**Short problem:** Repeat each line of the material exactly.
[start Record extracts]
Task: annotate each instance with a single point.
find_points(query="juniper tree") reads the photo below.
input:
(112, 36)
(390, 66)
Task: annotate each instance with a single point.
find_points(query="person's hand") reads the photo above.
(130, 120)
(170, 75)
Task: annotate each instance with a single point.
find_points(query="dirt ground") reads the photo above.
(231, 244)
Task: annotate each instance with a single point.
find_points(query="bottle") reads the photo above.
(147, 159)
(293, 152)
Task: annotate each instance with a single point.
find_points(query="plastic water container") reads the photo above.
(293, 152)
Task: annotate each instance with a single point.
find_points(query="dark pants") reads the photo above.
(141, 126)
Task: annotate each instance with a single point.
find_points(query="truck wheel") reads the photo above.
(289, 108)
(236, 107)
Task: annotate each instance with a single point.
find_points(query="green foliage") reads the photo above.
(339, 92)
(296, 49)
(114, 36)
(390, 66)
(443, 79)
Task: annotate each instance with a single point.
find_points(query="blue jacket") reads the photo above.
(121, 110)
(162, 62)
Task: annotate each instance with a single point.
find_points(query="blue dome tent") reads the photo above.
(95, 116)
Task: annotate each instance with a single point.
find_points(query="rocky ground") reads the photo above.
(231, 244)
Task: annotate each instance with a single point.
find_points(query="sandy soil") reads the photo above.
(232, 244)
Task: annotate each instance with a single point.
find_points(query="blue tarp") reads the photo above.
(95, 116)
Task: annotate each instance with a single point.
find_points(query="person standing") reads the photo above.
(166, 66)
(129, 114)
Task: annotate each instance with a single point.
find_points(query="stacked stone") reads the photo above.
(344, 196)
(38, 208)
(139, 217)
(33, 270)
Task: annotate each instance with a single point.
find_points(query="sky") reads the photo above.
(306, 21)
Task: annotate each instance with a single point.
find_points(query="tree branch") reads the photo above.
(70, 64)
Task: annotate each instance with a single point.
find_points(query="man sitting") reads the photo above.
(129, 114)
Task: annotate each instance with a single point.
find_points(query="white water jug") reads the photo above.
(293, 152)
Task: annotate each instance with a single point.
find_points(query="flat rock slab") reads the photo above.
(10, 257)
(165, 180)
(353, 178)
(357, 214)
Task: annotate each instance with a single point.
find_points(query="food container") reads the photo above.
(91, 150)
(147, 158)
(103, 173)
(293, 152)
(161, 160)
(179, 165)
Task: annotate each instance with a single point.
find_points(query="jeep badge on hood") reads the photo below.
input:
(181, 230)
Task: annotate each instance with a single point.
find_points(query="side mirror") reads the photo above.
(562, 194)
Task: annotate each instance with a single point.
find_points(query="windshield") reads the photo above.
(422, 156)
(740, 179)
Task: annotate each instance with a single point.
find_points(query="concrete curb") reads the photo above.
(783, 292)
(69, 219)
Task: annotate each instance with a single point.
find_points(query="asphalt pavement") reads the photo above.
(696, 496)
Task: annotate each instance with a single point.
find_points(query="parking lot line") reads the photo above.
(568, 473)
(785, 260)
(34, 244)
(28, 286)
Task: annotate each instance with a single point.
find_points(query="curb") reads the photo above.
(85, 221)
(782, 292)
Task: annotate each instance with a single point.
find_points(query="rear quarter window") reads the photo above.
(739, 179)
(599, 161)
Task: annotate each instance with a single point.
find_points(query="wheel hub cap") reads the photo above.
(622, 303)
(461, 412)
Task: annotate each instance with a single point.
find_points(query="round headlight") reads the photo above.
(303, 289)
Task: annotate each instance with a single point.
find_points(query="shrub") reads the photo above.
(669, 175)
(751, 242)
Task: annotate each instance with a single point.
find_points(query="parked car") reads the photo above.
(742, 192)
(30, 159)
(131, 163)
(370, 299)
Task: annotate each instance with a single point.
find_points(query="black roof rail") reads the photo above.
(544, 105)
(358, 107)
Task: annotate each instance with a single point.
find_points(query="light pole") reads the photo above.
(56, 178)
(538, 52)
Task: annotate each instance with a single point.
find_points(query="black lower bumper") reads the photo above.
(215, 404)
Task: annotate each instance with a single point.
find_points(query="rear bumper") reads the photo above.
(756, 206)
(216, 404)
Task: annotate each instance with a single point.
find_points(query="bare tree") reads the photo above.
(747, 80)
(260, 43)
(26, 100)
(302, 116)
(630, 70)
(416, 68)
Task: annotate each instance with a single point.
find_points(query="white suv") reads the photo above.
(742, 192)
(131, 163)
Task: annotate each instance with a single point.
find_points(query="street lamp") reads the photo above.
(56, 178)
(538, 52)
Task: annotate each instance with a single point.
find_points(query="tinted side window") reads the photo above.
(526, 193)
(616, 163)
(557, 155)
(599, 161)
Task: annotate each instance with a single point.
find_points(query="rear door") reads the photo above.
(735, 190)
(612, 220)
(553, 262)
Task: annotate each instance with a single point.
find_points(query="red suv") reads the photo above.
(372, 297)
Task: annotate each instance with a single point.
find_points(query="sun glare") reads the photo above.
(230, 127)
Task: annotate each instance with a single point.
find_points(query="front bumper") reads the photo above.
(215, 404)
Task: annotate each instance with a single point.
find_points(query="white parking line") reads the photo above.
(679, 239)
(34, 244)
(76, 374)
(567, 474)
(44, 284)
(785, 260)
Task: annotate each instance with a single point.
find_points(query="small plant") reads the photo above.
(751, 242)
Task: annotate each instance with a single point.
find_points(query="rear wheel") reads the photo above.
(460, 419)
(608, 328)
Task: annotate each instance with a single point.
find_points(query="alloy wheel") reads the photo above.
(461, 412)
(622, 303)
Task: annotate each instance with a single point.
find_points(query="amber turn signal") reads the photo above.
[end Record extracts]
**Complete response:**
Task: annotate each instance with a single point.
find_points(query="juniper tree") reads the photo below.
input:
(112, 36)
(390, 66)
Task: annotate each instance with a single point.
find_points(query="person's hand") reads the photo above.
(130, 120)
(170, 75)
Task: annotate each instance with a single point.
find_points(query="dirt ground") reads the photo above.
(231, 244)
Task: annotate each instance with a single point.
find_points(query="bottle") reads the photo above.
(147, 159)
(293, 152)
Task: annotate each instance with a single point.
find_points(query="plastic water container") reads the photo above.
(293, 152)
Task: annotate each instance with a single point.
find_points(query="dark pants") reads the photo above.
(141, 126)
Task: annotate each instance with a single point.
find_points(query="truck wheel") reads the photo above.
(289, 108)
(236, 107)
Task: annotate each instance with a single point.
find_points(query="green foliage") reads the photo above.
(339, 92)
(296, 49)
(114, 36)
(390, 66)
(443, 79)
Task: annotate each instance with a single point.
find_points(query="blue jacket") reads the photo above.
(121, 110)
(162, 62)
Task: annotate each instance with a single point.
find_points(query="blue dome tent") reads the photo above.
(95, 116)
Task: annotate each instance with a single point.
find_points(query="rocky ground") reads the photo above.
(231, 244)
Task: annotate each instance with a single point.
find_points(query="sandy soil") reads the photo above.
(232, 244)
Task: annotate each instance with a single point.
find_points(query="blue tarp") reads the photo above.
(95, 116)
Task: annotate each instance with a single point.
find_points(query="person standing") reads the photo above.
(166, 66)
(129, 114)
Task: annotate each instance with a single point.
find_points(query="stacked stone") reads the photo above.
(344, 196)
(38, 208)
(139, 217)
(33, 270)
Task: annotate each instance with a single point.
find_points(query="sky") reads the photo above.
(306, 21)
Task: annotate each instance with a single point.
find_points(query="tree branch") reads the photo above.
(70, 64)
Task: annotate each instance with a single point.
find_points(query="man sitting") reads the photo above.
(129, 114)
Task: annotate each instance with a single point.
find_points(query="white water jug") reads the photo above.
(293, 152)
Task: annotate each instance with a single point.
find_points(query="flat rock slab") reads the photo above.
(10, 257)
(165, 180)
(353, 178)
(357, 214)
Task: annotate each instance with a single point.
find_points(query="food container") reads the photo above.
(91, 150)
(147, 158)
(103, 173)
(293, 152)
(161, 160)
(179, 165)
Task: annotate each instance with a single point.
find_points(query="jeep badge on hood") reads the photo below.
input:
(181, 230)
Task: annotate each instance with a single point.
find_points(query="side mirror") reads the photo above.
(562, 194)
Task: annotate each instance with a single point.
find_points(query="windshield") reads the photo above.
(422, 156)
(740, 179)
Task: annotate each instance with a single point.
find_points(query="concrete curb") reads the photo above.
(783, 292)
(69, 219)
Task: annotate each instance with a single point.
find_points(query="asphalt pavement") reads the photo above.
(696, 496)
Task: annotate each instance with a single point.
find_points(query="parking lot line") reads the photo above.
(568, 473)
(785, 260)
(34, 244)
(28, 286)
Task: annotate each instance with a single point.
find_points(query="curb") reads the photo above.
(85, 221)
(782, 292)
Task: annotate each instance with a single point.
find_points(query="rear quarter window") reads the photo above.
(739, 179)
(599, 161)
Task: annotate each instance with a single point.
find_points(query="wheel hub cap") reads the photo above.
(622, 303)
(461, 412)
Task: annotate each instance with a single point.
find_points(query="round headlight") reads the photo above.
(303, 289)
Task: annotate each instance with a single point.
find_points(query="shrub") reads the photo above.
(669, 175)
(751, 242)
Task: annotate each instance with a single point.
find_points(query="parked car") reads the photo above.
(742, 192)
(30, 159)
(131, 163)
(370, 299)
Task: annotate each instance with a single point.
find_points(query="black roof rail") reads the photo above.
(544, 105)
(358, 107)
Task: annotate each instance with a single point.
find_points(query="light pole") reads the photo above.
(56, 178)
(538, 52)
Task: annotate each instance with a single point.
find_points(query="black lower bumper") reads the photo above.
(215, 404)
Task: annotate each instance with a single point.
find_points(query="rear bumper") reads the photo above.
(756, 206)
(216, 404)
Task: annotate each instance with a single point.
find_points(query="bare tree") reads the photo above.
(747, 80)
(260, 43)
(26, 100)
(302, 116)
(630, 70)
(416, 68)
Task: annotate each instance with a single point.
find_points(query="white suv") reads the photo above.
(742, 192)
(131, 163)
Task: annotate each instance with a single point.
find_points(query="street lamp") reads the photo above.
(56, 178)
(538, 52)
Task: annotate each instance with a single point.
find_points(query="tinted side window") reads the photo above.
(526, 193)
(616, 163)
(557, 155)
(599, 161)
Task: annotate each instance with a single point.
find_points(query="rear door") reads the photo above.
(735, 190)
(612, 220)
(553, 262)
Task: annotate each instance with a single point.
find_points(query="red suv") reads the photo above.
(372, 297)
Task: annotate each instance with a single point.
find_points(query="sun glare") reads the photo above.
(230, 127)
Task: annotate each instance with a single point.
find_points(query="front bumper") reads the photo above.
(215, 404)
Task: annotate each instance with a single point.
find_points(query="white parking line") reads the photo above.
(679, 239)
(34, 244)
(76, 374)
(567, 474)
(44, 284)
(785, 260)
Task: annotate each instance with a single point.
find_points(query="small plant") reads the photo above.
(751, 242)
Task: annotate each instance with a single point.
find_points(query="rear wheel") reads the photo above.
(460, 419)
(608, 328)
Task: annotate each instance with a single point.
find_points(query="alloy wheel") reads the photo above.
(461, 412)
(622, 303)
Task: annotate each instance with a single point.
find_points(query="amber turn signal") reads the photo above.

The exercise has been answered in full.